====== SECCIÓN DE TEXTO

Durante veinte años la patricia Paula, convertida en humilde conciudadana del Salvador, se abatió tanto por la humildad que parecía la última de sus criadas. Su ensayo monástico de Roma llegó en Belén a la perfección. Más de cien vírgenes formaban su corona. Ninguna la sobrepasaba en la penitencia y en la oración. Dormía sobre el duro suelo, ayunaba sin cesar, pasaba noches enteras velando en la plegaria. El don de lágrimas cegaba casi sus ojos, la caridad dispersaba su inmenso patrimonio. Quería que, al morir, tuvieran que pedir de limosna la sábana en que la enterraran. Todo le parecía poco sin embargo, para proveer a Jerónimo rodeado de discípulos, de los textos griegos, hebreos, siriacos, que necesitaba para su ímproba tarea de traducir al latín la Sagrada Biblia en estudio directo sobre los textos originales.

============
====== DATOS SIN PROCESAR

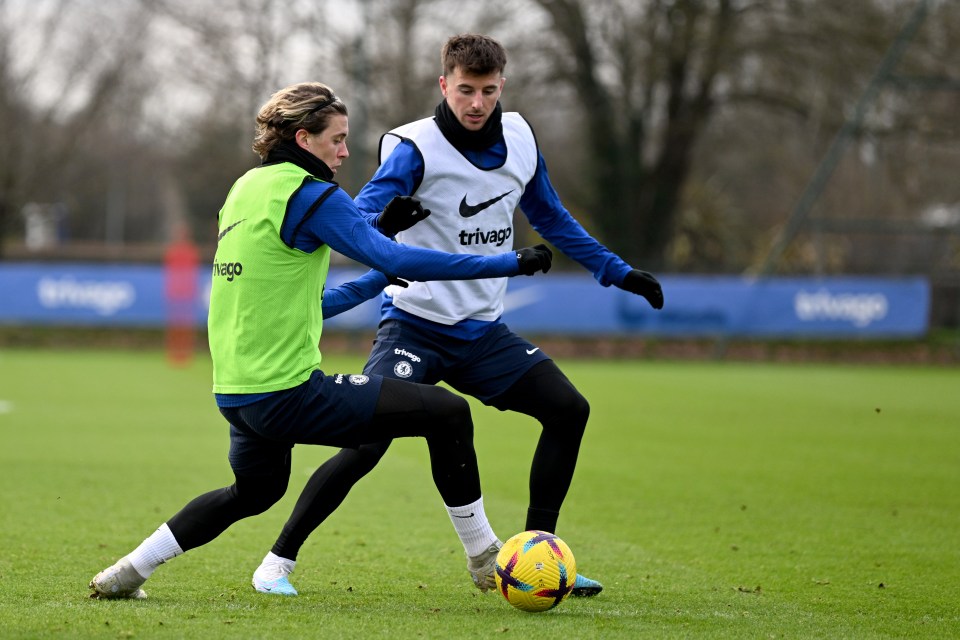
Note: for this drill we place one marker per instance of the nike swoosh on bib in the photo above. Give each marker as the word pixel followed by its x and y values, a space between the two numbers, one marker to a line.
pixel 225 231
pixel 470 210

============

▶ [LISTA DE TAREAS]:
[1] Indica si cada afirmación coincide con el fragmento sobre Paula y cita las palabras que lo deciden.
(a) Más de cien vírgenes rodeaban a Paula.
(b) Paula dormía en una cama cómoda.
(c) Jerónimo traducía la Biblia al griego.
[2] Responde estas preguntas según el fragmento sobre Paula.
(a) ¿Durante cuántos años se abatió Paula por la humildad?
(b) ¿Dónde llegó a la perfección su ensayo monástico de Roma?
(c) ¿Qué quería Paula que tuvieran que pedir de limosna al morir ella?
[3] Sigue escribiendo el fragmento sobre Paula a partir de su última oración.

▶ [RESPUESTAS]:
[1]
(a) Sí: «Más de cien vírgenes formaban su corona».
(b) No: «Dormía sobre el duro suelo».
(c) No: «traducir al latín la Sagrada Biblia».

[2]
(a) Durante veinte años.
(b) En Belén.
(c) La sábana en que la enterraran.

[3]
Fue una enamorada del Verbo Encarnado y de todas sus divinas palabras. de las que le decía Jerónimo que eran como una segunda Eucaristía. Se sabia las Escrituras de memoria, se revestía de ellas “como de la armadura de Dios” en todos sus duelos y tribulaciones, que fueron grandes. A su luz fundó y dirigió el triple monasterio, organizado como las centurias romanas e inspirado en la regla de San Pacomio donde se vivía una vida sencilla y celestial, alabando al Señor de noche y de día como los ángeles, sirviéndole en el trabajo, intelectual y manual, en la caridad y en la mortificación.
San Jerónimo. que encontró en Paula una discípula incansable, una hija y una madre, ha referido también su muerte, que fue un epitalamio. Sufría él y lloraba Eustoquio, “la perla de las vírgenes” con todas sus compañeras. Ella veía “quietas y tranquilas” todas las cosas y moría exclamando: “¡Señor he amado la belleza de tu casa y el lugar donde habita tu gloria! ¡Qué deliciosos son tus tabernáculos! Elegí ser despreciada en la casa de mi Dios, mejor que habitar en las tiendas de los pecadores”.
CRISTINA DE ARTEAGA, O.S.H.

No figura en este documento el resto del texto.